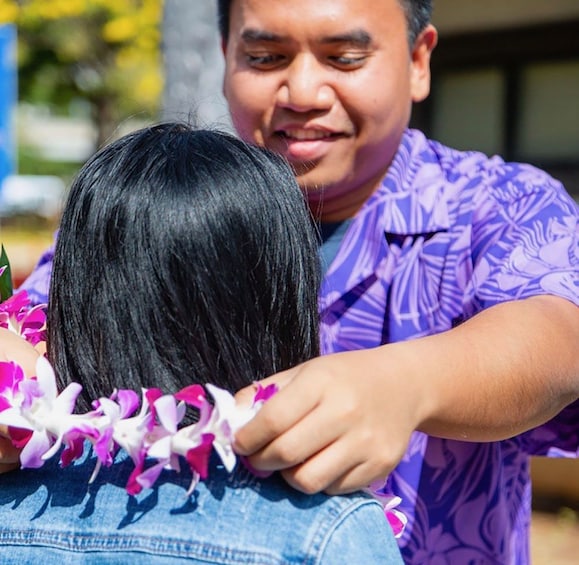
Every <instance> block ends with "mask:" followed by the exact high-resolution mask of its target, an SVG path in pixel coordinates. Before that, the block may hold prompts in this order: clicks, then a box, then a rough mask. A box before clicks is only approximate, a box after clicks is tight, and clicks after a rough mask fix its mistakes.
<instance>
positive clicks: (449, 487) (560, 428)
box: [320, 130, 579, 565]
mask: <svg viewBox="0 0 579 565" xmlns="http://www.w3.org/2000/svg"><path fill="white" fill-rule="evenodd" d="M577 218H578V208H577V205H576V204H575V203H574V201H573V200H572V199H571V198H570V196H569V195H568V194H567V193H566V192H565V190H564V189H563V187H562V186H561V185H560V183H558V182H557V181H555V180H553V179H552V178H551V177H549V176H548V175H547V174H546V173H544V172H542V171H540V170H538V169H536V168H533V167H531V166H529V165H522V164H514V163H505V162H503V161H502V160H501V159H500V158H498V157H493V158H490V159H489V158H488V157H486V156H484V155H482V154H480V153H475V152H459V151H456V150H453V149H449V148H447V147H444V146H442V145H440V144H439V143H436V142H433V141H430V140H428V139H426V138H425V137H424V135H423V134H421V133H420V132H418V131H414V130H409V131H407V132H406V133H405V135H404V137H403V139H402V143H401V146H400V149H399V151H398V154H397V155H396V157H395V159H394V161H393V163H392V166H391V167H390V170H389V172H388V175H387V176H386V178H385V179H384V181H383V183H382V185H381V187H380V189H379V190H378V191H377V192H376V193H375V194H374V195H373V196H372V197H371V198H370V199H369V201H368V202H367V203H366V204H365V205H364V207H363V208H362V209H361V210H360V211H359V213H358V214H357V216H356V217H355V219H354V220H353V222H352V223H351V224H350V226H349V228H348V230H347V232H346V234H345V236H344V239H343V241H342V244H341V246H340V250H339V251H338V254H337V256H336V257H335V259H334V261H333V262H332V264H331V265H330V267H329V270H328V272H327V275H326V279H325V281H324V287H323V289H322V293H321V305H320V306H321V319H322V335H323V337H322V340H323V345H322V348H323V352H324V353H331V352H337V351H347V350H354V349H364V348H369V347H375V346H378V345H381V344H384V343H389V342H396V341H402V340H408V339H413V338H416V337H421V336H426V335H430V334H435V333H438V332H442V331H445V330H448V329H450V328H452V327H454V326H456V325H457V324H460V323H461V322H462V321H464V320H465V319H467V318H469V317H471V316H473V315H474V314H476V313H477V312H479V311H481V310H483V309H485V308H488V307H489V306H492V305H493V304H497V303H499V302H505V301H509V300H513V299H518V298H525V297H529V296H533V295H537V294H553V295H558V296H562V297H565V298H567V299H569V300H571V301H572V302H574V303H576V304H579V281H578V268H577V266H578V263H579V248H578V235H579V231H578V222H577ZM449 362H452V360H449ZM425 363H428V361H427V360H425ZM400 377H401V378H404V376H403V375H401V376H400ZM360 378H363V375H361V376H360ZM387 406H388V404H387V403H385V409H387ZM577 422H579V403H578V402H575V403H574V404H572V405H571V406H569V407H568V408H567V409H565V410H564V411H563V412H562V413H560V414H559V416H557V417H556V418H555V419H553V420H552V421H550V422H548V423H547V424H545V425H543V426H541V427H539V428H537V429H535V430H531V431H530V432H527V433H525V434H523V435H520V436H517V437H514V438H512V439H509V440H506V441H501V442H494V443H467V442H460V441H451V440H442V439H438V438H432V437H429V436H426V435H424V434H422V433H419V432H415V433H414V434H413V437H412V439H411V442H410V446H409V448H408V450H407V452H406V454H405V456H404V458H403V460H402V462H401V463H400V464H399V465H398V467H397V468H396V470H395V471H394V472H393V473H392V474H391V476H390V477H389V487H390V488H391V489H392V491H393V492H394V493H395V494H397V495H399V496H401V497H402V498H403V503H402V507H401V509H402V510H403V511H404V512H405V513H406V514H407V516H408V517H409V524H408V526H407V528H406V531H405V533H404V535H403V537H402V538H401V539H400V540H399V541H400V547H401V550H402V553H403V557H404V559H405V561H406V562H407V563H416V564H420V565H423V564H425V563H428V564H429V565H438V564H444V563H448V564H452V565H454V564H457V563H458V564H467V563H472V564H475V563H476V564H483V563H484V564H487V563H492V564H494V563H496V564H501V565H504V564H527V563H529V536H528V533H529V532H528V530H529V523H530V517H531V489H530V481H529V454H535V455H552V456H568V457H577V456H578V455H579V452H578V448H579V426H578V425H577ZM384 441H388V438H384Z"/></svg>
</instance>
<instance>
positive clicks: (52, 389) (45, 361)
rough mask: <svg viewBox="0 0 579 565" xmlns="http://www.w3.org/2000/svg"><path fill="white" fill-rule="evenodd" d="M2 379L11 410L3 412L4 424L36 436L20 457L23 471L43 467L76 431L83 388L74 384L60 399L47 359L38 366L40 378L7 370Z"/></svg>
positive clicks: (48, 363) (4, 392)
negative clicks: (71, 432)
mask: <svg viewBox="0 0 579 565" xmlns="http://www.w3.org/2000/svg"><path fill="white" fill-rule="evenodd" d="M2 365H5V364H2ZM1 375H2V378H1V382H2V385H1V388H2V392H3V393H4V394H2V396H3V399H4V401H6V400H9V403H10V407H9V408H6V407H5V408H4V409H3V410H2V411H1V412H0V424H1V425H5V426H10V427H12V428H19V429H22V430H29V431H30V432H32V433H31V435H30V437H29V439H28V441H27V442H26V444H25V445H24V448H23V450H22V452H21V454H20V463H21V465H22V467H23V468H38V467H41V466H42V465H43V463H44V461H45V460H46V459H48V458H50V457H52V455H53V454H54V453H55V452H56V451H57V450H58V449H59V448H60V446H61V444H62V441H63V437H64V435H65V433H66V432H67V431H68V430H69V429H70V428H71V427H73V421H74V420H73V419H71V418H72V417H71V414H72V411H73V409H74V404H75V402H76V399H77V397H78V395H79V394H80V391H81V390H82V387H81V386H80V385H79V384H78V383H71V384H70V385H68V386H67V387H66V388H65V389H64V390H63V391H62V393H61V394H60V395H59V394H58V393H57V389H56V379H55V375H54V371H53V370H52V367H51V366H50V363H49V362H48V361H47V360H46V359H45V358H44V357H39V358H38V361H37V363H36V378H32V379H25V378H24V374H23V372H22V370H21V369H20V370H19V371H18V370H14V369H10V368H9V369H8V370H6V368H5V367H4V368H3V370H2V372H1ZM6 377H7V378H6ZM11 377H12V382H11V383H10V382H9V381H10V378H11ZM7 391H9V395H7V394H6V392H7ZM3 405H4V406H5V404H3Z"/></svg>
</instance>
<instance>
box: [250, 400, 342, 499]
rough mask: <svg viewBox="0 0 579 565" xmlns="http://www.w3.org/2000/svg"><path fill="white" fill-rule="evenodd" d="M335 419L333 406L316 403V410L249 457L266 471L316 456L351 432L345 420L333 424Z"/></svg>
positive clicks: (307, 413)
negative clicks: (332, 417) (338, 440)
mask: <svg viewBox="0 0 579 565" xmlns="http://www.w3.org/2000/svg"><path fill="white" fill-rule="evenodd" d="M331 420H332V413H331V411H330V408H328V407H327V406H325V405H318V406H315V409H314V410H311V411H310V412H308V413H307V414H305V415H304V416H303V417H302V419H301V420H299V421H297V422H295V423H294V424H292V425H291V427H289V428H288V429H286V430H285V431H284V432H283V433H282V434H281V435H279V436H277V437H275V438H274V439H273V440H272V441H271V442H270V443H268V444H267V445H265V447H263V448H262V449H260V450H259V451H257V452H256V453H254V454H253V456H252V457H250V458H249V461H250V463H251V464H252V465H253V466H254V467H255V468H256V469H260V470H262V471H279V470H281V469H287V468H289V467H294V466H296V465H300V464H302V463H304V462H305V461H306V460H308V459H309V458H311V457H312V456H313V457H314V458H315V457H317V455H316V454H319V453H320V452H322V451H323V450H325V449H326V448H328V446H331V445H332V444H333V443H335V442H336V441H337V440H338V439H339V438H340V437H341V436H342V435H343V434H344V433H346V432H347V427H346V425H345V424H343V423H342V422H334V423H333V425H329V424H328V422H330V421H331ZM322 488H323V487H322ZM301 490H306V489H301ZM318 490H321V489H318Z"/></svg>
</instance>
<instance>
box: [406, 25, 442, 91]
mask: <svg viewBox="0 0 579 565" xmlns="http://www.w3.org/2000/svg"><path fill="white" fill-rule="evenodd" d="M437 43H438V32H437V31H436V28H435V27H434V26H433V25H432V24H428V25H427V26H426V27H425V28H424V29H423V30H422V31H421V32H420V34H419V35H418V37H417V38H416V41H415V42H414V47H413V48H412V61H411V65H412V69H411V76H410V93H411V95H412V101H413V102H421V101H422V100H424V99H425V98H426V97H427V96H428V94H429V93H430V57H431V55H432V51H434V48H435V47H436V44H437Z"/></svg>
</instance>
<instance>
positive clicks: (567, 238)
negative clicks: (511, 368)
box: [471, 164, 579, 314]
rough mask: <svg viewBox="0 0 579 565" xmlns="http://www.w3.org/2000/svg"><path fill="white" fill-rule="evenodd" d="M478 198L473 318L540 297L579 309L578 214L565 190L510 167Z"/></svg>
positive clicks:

→ **ABOUT THIS TASK**:
Repeat word for word the lines above that run from the line containing "379L11 410L3 412L4" through the line containing "positive clicks: (48, 363) (4, 392)", both ends included, and nothing else.

→ **RESPONSE TO THIS EXERCISE**:
rough mask: <svg viewBox="0 0 579 565" xmlns="http://www.w3.org/2000/svg"><path fill="white" fill-rule="evenodd" d="M2 379L11 410L3 412L4 424L36 436L20 457L23 471L43 467L76 431L83 388L74 384L60 399L47 359L38 366L40 378L7 370Z"/></svg>
positive clicks: (48, 363) (4, 392)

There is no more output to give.